Start of Block

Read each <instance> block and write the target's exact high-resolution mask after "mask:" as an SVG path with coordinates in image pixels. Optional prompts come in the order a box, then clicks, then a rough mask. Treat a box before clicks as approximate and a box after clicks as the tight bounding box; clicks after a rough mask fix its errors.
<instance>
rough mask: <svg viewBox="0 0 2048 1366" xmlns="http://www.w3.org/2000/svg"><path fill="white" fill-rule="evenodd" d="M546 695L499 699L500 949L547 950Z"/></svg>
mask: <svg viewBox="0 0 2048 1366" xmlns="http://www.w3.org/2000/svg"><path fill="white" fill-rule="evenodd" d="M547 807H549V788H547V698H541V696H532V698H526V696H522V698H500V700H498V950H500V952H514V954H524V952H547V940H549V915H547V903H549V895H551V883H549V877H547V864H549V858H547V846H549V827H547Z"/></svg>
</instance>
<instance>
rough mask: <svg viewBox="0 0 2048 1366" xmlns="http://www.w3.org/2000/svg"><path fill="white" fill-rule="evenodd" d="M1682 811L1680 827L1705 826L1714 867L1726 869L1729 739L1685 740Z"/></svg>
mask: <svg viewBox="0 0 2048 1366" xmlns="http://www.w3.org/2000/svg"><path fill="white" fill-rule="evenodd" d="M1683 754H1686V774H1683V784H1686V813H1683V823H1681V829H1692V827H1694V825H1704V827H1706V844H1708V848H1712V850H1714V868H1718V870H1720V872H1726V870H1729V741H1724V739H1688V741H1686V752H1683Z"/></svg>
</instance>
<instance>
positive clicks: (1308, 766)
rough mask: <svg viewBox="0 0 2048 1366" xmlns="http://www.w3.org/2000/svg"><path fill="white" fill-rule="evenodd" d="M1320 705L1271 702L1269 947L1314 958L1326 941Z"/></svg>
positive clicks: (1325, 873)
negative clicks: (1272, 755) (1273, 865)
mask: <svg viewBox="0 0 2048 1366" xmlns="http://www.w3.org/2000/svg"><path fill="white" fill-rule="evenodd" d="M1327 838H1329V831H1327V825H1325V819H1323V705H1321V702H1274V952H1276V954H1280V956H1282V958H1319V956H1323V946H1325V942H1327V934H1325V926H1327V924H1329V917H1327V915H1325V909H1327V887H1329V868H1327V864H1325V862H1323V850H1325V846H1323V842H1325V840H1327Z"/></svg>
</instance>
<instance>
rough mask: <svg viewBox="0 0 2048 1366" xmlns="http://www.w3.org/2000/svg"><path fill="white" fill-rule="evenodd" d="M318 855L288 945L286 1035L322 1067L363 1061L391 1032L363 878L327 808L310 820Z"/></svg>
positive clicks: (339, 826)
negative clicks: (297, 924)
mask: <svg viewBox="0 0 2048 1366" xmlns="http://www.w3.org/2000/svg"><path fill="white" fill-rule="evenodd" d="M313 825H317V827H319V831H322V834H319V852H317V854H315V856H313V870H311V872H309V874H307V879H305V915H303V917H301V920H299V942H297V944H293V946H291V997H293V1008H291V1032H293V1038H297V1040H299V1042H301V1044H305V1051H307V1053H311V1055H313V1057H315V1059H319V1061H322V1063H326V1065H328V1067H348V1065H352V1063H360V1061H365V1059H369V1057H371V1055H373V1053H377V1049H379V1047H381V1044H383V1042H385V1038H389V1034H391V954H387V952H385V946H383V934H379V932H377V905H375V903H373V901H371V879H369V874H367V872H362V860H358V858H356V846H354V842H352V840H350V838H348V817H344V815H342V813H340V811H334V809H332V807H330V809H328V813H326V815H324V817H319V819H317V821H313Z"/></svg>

End of Block

_Exercise details_
When you reach the end of the data, write every line out again verbatim.

_Solved exercise_
Read each <instance> block and write the target's exact high-resolution mask after "mask:" as an SVG path with coordinates in image pixels. Optional prompts come in the order a box, then clicks, then a rough mask. Treat a box before clicks as approximate and a box after clicks as the tight bounding box; clicks after a rough mask fix its errors.
<instance>
rough mask: <svg viewBox="0 0 2048 1366" xmlns="http://www.w3.org/2000/svg"><path fill="white" fill-rule="evenodd" d="M546 695L499 699L500 949L547 950Z"/></svg>
mask: <svg viewBox="0 0 2048 1366" xmlns="http://www.w3.org/2000/svg"><path fill="white" fill-rule="evenodd" d="M547 807H549V788H547V698H541V696H532V698H526V696H522V698H500V700H498V950H500V952H514V954H524V952H547V940H549V915H547V903H549V895H551V883H549V877H547V864H549V858H547V846H549V827H547Z"/></svg>
</instance>
<instance>
rough mask: <svg viewBox="0 0 2048 1366" xmlns="http://www.w3.org/2000/svg"><path fill="white" fill-rule="evenodd" d="M1682 811L1680 827L1705 826L1714 867L1726 869L1729 739L1685 740Z"/></svg>
mask: <svg viewBox="0 0 2048 1366" xmlns="http://www.w3.org/2000/svg"><path fill="white" fill-rule="evenodd" d="M1683 754H1686V774H1683V784H1686V813H1683V823H1681V829H1692V827H1694V825H1704V827H1706V844H1708V848H1712V850H1714V868H1718V870H1720V872H1726V870H1729V741H1724V739H1688V741H1686V752H1683Z"/></svg>
</instance>
<instance>
positive clicks: (1308, 766)
rough mask: <svg viewBox="0 0 2048 1366" xmlns="http://www.w3.org/2000/svg"><path fill="white" fill-rule="evenodd" d="M1320 705L1271 702L1269 947L1314 958L1326 941Z"/></svg>
positive clicks: (1325, 873)
negative clicks: (1272, 755) (1273, 865)
mask: <svg viewBox="0 0 2048 1366" xmlns="http://www.w3.org/2000/svg"><path fill="white" fill-rule="evenodd" d="M1327 838H1329V831H1327V825H1325V819H1323V705H1321V702H1274V952H1276V954H1280V956H1282V958H1319V956H1323V946H1325V942H1327V934H1325V926H1327V924H1329V917H1327V915H1325V909H1327V887H1329V868H1327V864H1325V862H1323V850H1325V846H1323V842H1325V840H1327Z"/></svg>
</instance>
<instance>
rough mask: <svg viewBox="0 0 2048 1366" xmlns="http://www.w3.org/2000/svg"><path fill="white" fill-rule="evenodd" d="M318 855L288 945L286 1035L322 1067L363 1061L391 1032L363 878L327 808L310 820Z"/></svg>
positive clicks: (339, 826)
negative clicks: (297, 924)
mask: <svg viewBox="0 0 2048 1366" xmlns="http://www.w3.org/2000/svg"><path fill="white" fill-rule="evenodd" d="M313 825H317V827H319V831H322V834H319V852H317V854H315V856H313V870H311V872H309V874H307V879H305V915H303V917H301V920H299V942H297V944H293V946H291V997H293V1008H291V1032H293V1038H297V1040H299V1042H301V1044H305V1051H307V1053H311V1055H313V1057H315V1059H319V1061H322V1063H326V1065H328V1067H348V1065H352V1063H360V1061H365V1059H369V1057H371V1055H373V1053H377V1049H379V1047H381V1044H383V1042H385V1038H389V1034H391V954H387V952H385V946H383V934H379V932H377V905H375V903H373V901H371V879H369V874H367V872H362V860H358V858H356V846H354V842H352V840H350V838H348V817H344V815H342V813H340V811H334V809H332V807H330V809H328V813H326V815H324V817H319V819H317V821H313Z"/></svg>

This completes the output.